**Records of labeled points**
-- -- --

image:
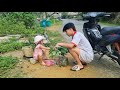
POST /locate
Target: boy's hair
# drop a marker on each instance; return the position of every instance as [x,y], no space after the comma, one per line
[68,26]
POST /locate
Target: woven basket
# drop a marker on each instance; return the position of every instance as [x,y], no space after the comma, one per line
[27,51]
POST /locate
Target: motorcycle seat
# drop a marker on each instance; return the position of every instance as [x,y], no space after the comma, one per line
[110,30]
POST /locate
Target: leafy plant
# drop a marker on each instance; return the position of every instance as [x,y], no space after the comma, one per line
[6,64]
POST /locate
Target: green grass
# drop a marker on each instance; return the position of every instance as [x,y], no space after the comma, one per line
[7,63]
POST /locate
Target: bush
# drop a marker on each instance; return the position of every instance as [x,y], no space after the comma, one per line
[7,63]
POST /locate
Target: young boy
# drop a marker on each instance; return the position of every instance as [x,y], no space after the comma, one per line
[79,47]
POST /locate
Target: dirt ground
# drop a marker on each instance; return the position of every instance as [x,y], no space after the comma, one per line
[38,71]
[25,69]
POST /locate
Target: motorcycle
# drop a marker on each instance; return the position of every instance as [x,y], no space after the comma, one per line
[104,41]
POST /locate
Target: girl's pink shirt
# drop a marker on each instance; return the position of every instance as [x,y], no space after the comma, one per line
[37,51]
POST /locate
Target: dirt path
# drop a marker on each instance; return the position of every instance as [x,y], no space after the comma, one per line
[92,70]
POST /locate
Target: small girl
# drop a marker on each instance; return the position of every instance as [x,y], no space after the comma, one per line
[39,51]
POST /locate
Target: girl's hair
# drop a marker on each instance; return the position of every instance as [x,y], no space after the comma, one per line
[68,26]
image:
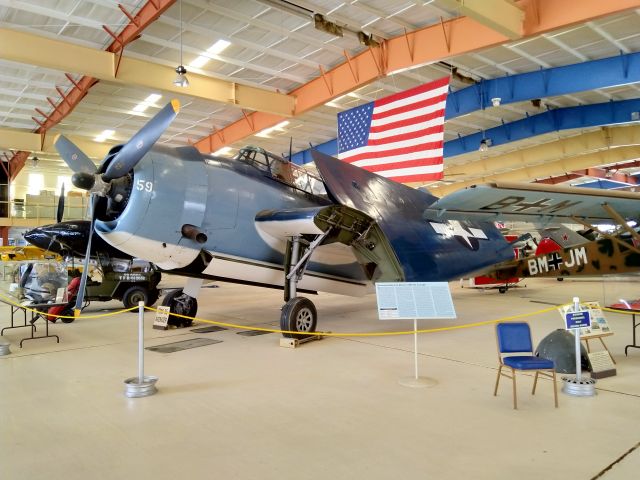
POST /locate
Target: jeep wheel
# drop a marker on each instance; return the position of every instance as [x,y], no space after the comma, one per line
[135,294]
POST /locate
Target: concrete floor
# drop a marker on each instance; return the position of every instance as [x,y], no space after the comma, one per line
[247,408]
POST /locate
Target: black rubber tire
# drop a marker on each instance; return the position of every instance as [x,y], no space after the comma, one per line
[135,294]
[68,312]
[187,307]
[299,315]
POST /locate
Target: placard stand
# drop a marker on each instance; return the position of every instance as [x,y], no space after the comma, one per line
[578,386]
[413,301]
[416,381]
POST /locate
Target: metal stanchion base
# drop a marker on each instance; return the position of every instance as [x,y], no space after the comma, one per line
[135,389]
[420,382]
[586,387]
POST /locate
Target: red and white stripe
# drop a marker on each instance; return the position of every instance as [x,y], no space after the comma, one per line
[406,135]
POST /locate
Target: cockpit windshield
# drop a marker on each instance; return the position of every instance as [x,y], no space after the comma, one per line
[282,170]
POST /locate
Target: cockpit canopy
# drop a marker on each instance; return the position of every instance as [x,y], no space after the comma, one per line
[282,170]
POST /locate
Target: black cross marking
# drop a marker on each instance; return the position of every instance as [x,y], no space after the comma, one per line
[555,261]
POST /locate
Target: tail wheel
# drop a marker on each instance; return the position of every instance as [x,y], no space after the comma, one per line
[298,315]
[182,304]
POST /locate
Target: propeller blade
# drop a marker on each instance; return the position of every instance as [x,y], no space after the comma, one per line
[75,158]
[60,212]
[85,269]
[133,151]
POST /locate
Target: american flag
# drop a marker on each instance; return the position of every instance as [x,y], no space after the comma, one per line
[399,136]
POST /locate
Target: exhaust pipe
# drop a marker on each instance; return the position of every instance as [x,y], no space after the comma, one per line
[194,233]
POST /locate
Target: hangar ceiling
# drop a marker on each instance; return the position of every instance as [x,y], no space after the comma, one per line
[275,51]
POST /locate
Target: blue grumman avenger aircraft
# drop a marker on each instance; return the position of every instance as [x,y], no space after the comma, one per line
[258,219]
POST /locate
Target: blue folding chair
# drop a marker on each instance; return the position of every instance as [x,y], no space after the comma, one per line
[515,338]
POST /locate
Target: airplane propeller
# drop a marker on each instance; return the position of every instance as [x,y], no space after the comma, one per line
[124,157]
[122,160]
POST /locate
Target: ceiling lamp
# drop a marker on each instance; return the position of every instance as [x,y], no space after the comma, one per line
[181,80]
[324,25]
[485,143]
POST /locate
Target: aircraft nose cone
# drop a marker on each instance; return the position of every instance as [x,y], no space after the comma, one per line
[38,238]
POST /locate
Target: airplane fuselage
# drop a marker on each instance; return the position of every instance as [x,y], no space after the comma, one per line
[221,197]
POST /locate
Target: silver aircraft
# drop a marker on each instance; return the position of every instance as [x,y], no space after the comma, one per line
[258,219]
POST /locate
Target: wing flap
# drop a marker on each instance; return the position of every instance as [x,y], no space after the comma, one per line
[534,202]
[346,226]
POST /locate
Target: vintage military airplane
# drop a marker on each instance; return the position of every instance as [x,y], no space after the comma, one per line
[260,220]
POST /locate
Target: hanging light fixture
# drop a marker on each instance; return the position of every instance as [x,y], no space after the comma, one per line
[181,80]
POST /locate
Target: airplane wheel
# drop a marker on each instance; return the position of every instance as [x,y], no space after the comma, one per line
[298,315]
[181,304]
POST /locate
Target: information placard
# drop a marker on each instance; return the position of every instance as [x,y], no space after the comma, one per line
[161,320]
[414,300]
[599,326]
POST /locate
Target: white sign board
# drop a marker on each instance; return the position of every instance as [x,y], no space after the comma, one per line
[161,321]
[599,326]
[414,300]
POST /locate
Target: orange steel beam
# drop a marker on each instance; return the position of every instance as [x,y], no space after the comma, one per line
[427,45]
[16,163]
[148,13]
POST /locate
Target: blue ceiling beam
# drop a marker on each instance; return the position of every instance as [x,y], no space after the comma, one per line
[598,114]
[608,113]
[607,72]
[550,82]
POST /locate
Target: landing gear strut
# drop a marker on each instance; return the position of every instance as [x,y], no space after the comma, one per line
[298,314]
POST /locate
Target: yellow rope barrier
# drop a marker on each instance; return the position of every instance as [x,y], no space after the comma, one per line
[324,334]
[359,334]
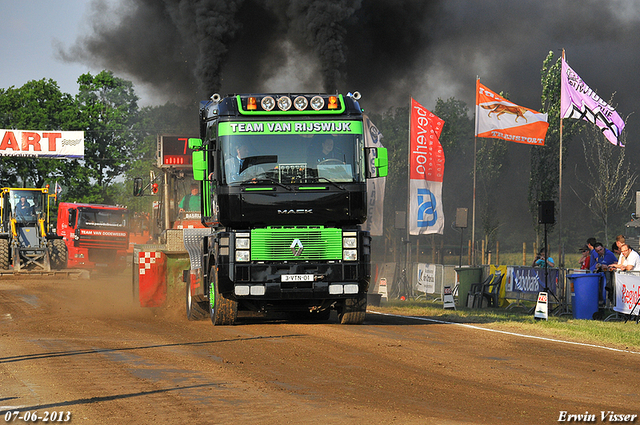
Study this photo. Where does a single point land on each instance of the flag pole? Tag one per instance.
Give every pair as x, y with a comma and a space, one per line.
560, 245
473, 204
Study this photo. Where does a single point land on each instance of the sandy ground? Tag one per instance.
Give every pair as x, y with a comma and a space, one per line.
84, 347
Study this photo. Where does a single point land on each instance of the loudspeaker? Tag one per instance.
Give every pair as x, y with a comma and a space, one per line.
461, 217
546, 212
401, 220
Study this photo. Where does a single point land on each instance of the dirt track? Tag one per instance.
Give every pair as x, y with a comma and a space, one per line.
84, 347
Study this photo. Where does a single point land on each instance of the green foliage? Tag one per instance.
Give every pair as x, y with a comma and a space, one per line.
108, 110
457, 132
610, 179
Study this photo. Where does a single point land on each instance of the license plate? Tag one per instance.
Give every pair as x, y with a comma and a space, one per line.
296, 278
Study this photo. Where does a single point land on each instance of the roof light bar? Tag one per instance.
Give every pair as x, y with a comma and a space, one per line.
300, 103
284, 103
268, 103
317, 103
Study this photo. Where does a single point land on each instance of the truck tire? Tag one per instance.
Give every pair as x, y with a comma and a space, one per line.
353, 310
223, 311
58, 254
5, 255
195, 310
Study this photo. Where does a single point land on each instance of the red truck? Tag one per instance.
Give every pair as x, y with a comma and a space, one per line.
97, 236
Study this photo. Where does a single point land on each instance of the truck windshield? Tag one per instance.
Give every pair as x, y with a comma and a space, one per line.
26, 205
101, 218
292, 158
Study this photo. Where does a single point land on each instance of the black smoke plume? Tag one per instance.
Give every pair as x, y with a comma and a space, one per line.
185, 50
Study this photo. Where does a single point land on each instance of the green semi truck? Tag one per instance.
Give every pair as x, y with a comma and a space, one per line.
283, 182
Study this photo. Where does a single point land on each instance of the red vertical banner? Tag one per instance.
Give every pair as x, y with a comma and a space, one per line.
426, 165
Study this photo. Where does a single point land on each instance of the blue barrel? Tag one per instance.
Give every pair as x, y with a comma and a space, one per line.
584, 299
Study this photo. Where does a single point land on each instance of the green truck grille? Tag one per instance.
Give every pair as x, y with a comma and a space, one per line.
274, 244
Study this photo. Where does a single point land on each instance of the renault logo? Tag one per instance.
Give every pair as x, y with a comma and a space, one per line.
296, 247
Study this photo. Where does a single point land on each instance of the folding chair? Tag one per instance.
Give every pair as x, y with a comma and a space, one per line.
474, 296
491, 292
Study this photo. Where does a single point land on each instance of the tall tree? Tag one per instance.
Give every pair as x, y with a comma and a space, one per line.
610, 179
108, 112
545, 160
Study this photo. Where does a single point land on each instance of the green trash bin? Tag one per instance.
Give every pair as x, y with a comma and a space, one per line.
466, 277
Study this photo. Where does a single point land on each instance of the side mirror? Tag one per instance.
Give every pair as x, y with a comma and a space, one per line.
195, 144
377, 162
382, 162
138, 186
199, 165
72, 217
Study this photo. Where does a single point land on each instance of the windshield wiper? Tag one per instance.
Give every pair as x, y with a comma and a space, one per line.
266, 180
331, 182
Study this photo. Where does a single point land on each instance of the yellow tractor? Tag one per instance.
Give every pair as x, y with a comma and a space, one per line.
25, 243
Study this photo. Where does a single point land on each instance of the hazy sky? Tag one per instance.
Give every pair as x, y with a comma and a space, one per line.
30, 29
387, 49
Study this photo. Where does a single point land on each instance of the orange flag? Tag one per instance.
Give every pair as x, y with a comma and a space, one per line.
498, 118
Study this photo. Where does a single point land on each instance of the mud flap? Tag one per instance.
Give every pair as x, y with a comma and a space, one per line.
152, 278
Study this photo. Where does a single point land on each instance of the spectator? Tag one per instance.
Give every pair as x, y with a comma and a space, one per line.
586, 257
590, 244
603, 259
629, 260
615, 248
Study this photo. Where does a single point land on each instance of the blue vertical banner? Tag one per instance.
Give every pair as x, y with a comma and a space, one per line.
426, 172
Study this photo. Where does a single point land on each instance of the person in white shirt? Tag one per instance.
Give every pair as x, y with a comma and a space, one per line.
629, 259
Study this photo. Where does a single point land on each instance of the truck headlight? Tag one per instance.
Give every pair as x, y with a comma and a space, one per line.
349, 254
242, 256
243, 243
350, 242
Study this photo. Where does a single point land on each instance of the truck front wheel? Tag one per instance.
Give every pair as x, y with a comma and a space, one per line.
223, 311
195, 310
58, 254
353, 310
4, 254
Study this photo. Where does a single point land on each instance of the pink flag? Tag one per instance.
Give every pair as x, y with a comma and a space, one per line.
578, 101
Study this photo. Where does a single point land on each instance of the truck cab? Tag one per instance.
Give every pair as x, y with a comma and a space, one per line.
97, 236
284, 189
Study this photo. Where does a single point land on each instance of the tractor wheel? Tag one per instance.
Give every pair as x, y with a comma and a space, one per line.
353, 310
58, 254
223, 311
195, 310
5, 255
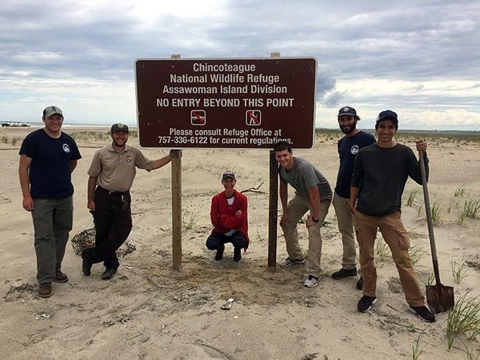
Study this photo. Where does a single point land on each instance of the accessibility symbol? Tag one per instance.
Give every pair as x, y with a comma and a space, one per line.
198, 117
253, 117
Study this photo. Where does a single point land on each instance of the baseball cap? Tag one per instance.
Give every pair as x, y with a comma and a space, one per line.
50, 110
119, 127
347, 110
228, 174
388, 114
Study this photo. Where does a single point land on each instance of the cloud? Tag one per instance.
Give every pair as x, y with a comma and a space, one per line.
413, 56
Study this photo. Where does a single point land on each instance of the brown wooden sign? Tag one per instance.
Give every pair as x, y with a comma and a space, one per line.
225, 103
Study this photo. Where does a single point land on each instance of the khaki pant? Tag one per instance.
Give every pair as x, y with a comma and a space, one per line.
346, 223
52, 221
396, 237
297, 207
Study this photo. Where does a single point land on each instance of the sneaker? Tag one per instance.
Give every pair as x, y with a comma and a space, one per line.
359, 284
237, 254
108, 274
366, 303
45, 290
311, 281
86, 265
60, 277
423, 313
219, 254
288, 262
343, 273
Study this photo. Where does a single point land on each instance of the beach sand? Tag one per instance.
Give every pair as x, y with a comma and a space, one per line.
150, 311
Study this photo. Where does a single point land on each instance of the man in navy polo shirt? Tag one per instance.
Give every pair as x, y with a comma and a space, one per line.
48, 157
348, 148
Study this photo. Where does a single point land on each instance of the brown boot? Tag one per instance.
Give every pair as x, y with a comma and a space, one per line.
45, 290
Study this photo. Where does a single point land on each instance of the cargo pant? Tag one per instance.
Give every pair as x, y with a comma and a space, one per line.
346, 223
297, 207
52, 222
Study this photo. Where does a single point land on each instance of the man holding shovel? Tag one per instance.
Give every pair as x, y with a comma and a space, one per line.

-- -- --

**Task goal**
Starting at the line that contains "sand? Tag one per instance.", quote each remaining line of the entries above, unchanged.

**Response**
Study this photo. Where does a single point land on each instance of the beach sand? Tag one per instance.
Give every pair as x, y with a comma and a space, one per line.
150, 311
Study this photo. Where does a single point land on each instance of the man in navy polo shirt? Tag one per instance.
Give every pair as x, y with a comma and a space, one per line.
48, 157
348, 148
Study this photo. Where does a single point land on each instance of the brown boot? Tag one per instance.
Give every pair as x, y with a comma and a space, one per line.
45, 290
Study this photo. Where does a single point land on each instance of the cargo pant? Tag one per instance.
Give every pair as x, y with a comma and a space, one per line.
346, 223
297, 207
52, 222
Study this photo. Where does a single point land on each instance of the man holding shovel? Tag one per instance.
Give every pair as x, y with a comma and a space, one per line.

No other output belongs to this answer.